EXTRAIT DU DOCUMENT =>
↓↓↓
De même que la réduction de la journée de travail permettra à tous de travailler, le salaire unique assurera à chacun — où qu’il se trouve — une vie décente. Le prix de la vie — à peu près partout identique — est d’ailleurs un argument de poids qui vient à l’appui de la revendication du salaire unique. La généralisation de la main-d’œuvre non qualifiée, l’introduction du manœuvre spécialisé dans les usines et les chantiers, aux lieu et place des professionnels complets, ont eu pour conséquence un nivellement général du salaire par le patronat.

C’est un autre argument de poids, au moins égal, qu’il convient d’utiliser. En opposant à la conception du nivellement par en bas, celle du nivellement par en haut, on obtiendra ainsi le salaire unique que le patronat ne peut plus combattre qu’avec des armes ébréchées par lui-même. Ah ! certes, il y aura, avant de parvenir au sommet, bien des paliers à franchir. Il faudra, sans doute, conquérir un salaire unique local, régional, corporatif, industriel, puis national, mais il ne faudra pas se décourager.
↑↑↑
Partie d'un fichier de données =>
↓↓↓
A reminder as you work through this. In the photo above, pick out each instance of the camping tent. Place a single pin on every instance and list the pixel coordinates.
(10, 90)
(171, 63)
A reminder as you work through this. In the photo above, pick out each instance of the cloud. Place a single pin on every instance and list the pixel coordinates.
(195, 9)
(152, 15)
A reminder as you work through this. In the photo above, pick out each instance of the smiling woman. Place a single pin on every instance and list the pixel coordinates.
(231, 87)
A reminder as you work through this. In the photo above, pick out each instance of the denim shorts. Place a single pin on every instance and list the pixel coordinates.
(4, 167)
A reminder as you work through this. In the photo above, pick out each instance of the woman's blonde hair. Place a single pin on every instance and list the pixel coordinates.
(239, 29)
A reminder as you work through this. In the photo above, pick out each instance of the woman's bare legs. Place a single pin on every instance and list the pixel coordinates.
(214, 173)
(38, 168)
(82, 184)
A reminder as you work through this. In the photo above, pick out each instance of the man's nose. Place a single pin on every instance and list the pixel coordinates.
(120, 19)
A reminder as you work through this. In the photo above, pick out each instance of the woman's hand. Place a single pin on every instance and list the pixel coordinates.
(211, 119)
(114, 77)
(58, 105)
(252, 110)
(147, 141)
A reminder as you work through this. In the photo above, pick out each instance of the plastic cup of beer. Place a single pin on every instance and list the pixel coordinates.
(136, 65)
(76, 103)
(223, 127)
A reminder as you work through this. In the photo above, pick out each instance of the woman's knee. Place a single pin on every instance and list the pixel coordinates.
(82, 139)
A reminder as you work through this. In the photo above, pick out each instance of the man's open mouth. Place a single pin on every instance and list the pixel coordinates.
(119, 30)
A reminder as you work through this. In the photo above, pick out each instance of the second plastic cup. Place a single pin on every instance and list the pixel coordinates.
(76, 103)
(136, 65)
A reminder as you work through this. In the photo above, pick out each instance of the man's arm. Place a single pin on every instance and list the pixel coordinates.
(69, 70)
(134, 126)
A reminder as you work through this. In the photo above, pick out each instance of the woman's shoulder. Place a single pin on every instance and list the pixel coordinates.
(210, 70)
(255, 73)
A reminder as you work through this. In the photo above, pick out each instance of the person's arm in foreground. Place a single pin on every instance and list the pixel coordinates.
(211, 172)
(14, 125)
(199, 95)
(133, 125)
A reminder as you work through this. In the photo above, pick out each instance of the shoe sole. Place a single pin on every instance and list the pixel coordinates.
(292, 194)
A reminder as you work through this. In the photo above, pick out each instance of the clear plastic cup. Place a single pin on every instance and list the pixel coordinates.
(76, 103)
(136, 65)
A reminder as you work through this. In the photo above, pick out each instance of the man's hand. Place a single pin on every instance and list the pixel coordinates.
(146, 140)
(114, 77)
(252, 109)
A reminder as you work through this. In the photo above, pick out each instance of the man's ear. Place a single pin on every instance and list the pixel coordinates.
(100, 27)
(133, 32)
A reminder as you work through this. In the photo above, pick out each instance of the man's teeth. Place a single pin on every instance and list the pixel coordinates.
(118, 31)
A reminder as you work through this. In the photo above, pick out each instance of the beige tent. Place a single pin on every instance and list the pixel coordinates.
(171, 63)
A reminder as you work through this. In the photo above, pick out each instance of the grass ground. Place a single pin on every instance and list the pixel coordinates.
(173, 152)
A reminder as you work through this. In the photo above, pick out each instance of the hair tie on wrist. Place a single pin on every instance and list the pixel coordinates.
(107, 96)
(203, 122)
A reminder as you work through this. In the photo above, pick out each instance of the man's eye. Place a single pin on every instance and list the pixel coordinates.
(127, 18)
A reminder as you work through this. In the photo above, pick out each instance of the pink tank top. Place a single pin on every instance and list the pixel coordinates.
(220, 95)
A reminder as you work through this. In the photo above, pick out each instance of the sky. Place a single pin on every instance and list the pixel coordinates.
↑↑↑
EXERCICES À TRAITER =>
(a) Les affirmations suivantes sont-elles conformes à l'extrait sur le salaire unique ? Répondez à chacune par oui ou par non en citant textuellement les mots décisifs de l'extrait. (i) Le prix de la vie est à peu près le même partout. (ii) Le salaire unique pourra être conquis d'un seul coup, sans étapes intermédiaires. (iii) Le nivellement général du salaire est le fait des ouvriers eux-mêmes.
(b) Poursuivez l'extrait sur le salaire unique à la suite de sa dernière phrase.

CORRIGÉ DES EXERCICES =>
(a)
(i) Oui : « Le prix de la vie — à peu près partout identique — ».
(ii) Non : « il y aura, avant de parvenir au sommet, bien des paliers à franchir ».
(iii) Non : « un nivellement général du salaire par le patronat ».

(b)
La réalisation du salaire unique, même local, fera plus pour faire tomber les barrières corporatives entre tous les ouvriers d’une même ville que toutes les réunions, tous les appels à la conscience. Le prolétariat, en plaçant la question des salaires sur ce terrain, est assuré de la poser sous son véritable aspect.

Le caractère international d’une telle revendication est évident et, sur ce terrain, face au capitalisme, le prolétariat a pris la seule position possible. En marchant vers l’homogénéité, en opposant au prix de vente unique — qui détermine la cherté de vie unique, qu’il subit comme consommateur — la revendication du salaire unique universel, il prouve son intelligence, sa clairvoyance, son esprit d’organisation et de méthode.

Par son caractère permanent et général, la revendication du salaire unique doit figurer au programme du Syndicalisme révolutionnaire international. Et le prolétariat doit avoir à cœur de la réaliser le plus rapidement, s’il veut qu’un jour, enfin, la question des salaires fasse vraiment un pas en avant.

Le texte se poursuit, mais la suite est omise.